Your objective – Reproduce the records starting at the line containing "Hi annotator! In this task, find the window" and ending at the line containing "[2,90,32,129]", substituting "terracotta roof" for "red tiled roof" and changing nothing else.
-- START --
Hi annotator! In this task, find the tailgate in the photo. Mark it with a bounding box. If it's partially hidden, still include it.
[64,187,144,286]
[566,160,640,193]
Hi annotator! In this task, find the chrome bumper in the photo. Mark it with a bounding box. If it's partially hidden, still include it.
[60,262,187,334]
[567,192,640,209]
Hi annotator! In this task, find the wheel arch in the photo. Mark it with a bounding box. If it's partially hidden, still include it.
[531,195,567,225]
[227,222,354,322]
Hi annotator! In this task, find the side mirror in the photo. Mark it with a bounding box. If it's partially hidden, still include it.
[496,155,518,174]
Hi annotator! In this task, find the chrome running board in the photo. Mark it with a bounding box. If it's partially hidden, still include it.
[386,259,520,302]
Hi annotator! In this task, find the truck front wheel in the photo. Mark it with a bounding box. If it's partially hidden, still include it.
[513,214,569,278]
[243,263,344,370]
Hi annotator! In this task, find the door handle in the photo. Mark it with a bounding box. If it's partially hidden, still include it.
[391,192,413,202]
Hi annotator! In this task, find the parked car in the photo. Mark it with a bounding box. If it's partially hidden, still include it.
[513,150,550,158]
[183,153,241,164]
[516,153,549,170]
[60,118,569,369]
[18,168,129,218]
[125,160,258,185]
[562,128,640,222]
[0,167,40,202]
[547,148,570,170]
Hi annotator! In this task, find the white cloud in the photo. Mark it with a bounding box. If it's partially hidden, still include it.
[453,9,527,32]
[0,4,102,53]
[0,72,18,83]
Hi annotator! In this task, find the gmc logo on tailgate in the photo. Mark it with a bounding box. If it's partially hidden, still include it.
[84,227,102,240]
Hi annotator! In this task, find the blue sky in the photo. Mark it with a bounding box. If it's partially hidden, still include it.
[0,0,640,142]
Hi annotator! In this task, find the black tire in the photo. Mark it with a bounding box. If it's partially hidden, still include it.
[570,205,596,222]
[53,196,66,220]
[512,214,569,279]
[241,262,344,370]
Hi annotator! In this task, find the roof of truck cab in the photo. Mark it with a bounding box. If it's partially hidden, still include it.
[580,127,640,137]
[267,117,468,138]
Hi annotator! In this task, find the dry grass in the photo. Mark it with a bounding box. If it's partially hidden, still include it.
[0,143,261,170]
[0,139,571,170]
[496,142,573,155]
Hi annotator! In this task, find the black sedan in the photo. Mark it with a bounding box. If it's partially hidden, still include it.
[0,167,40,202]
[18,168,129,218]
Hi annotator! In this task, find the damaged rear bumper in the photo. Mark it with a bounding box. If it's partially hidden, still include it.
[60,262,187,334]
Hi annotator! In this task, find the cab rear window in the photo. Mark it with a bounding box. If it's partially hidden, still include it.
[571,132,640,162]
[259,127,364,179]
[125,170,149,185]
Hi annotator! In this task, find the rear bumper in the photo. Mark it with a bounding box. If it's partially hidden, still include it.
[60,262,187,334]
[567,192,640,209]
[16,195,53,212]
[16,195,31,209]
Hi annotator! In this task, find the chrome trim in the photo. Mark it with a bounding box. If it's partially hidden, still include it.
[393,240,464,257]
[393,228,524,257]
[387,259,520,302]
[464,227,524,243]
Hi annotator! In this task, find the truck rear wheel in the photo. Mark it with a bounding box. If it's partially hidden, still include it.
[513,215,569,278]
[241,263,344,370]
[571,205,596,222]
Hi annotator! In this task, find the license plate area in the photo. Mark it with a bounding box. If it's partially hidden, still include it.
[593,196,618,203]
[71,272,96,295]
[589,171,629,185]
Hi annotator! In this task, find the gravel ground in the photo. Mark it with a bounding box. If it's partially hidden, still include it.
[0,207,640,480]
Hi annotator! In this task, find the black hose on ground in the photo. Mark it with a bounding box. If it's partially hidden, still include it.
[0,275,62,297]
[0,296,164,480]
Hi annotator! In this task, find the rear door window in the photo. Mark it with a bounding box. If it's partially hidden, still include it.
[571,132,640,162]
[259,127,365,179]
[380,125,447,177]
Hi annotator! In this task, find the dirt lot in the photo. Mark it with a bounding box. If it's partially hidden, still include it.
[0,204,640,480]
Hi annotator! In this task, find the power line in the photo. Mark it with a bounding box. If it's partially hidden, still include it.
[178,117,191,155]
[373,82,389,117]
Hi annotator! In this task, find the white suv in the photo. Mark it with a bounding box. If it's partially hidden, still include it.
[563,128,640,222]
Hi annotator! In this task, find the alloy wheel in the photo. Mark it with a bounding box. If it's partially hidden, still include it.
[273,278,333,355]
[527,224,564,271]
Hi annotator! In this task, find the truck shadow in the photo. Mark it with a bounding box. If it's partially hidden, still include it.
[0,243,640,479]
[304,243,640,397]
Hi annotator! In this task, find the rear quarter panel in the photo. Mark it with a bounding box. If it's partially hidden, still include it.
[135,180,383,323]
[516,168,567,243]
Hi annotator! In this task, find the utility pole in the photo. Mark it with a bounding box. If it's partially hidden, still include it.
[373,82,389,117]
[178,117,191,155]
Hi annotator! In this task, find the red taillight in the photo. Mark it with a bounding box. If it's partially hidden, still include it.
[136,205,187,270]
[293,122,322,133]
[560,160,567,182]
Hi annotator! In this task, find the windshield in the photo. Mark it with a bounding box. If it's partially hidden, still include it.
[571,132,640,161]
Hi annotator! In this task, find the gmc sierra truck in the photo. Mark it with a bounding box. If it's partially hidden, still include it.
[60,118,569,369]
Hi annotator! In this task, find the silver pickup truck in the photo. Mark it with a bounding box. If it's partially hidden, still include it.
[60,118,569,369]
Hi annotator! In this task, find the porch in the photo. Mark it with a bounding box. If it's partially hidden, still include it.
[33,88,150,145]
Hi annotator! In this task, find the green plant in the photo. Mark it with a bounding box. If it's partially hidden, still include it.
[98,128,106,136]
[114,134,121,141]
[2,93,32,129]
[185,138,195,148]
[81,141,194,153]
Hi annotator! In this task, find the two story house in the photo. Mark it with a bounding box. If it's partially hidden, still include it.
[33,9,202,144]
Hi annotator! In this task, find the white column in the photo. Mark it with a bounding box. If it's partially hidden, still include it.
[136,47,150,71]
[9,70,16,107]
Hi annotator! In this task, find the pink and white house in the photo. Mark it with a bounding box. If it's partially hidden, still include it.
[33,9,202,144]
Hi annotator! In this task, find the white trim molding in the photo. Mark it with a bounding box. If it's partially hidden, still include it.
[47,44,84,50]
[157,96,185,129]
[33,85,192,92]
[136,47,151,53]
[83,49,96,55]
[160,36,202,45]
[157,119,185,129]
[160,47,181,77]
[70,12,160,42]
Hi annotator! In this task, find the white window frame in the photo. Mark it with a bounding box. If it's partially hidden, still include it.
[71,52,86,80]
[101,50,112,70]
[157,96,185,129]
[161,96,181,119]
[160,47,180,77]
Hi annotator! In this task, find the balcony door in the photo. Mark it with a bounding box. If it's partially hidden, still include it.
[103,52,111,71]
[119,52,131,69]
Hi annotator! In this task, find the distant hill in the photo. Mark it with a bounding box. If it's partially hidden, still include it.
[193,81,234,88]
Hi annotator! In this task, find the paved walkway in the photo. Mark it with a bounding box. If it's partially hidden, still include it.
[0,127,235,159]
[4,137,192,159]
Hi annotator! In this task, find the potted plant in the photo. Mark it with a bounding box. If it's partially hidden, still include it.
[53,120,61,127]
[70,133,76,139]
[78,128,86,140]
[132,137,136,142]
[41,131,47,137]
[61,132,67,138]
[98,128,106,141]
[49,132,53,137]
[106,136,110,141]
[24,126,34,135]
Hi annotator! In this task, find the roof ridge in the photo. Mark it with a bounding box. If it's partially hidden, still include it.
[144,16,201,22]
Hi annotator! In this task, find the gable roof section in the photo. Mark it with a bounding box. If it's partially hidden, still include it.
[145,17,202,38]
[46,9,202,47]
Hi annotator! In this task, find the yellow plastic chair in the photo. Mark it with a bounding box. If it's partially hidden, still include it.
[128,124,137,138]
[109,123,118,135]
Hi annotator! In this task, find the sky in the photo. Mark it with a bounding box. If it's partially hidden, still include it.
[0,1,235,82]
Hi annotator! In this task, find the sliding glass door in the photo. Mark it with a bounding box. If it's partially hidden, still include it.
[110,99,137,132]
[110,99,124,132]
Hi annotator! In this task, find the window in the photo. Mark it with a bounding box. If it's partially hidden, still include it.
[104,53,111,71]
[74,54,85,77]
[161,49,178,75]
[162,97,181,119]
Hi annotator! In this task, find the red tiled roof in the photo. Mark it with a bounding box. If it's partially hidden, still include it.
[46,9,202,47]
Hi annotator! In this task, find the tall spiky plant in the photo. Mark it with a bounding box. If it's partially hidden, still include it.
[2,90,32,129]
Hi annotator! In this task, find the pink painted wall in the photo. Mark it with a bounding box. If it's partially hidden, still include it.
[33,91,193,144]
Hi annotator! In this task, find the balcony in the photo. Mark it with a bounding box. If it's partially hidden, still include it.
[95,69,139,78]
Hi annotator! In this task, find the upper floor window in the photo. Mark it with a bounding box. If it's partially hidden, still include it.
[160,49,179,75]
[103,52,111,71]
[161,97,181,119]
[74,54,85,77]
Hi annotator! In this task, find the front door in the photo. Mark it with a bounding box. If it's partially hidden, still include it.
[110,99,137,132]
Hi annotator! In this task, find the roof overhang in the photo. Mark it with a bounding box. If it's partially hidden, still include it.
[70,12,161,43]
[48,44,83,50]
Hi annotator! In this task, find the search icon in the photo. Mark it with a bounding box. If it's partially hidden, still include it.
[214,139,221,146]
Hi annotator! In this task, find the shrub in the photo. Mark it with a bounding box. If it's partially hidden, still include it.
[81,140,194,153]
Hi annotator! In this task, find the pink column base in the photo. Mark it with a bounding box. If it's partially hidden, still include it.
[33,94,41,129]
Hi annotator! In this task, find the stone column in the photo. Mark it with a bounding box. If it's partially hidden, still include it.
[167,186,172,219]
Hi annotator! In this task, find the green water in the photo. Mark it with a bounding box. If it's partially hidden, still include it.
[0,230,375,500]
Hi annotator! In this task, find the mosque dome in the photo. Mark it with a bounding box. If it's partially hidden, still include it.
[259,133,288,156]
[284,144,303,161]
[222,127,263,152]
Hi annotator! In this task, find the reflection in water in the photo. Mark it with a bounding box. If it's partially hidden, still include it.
-- END --
Response –
Hi annotator! In this task, find the window in the photo. Mark it with a bounding box. If it's partially hidden, still include it.
[104,53,111,71]
[74,54,85,77]
[161,49,178,75]
[162,97,181,119]
Hi annotator! In this task, find the terracotta roof in the photo. Mark it with a bounding box. If it's partially hidden, still include it.
[46,9,202,47]
Hi annotator! In this task, find the tall spiky plant in the photo. Mark it with a bounding box. If it's partially hidden, still include it.
[2,90,32,129]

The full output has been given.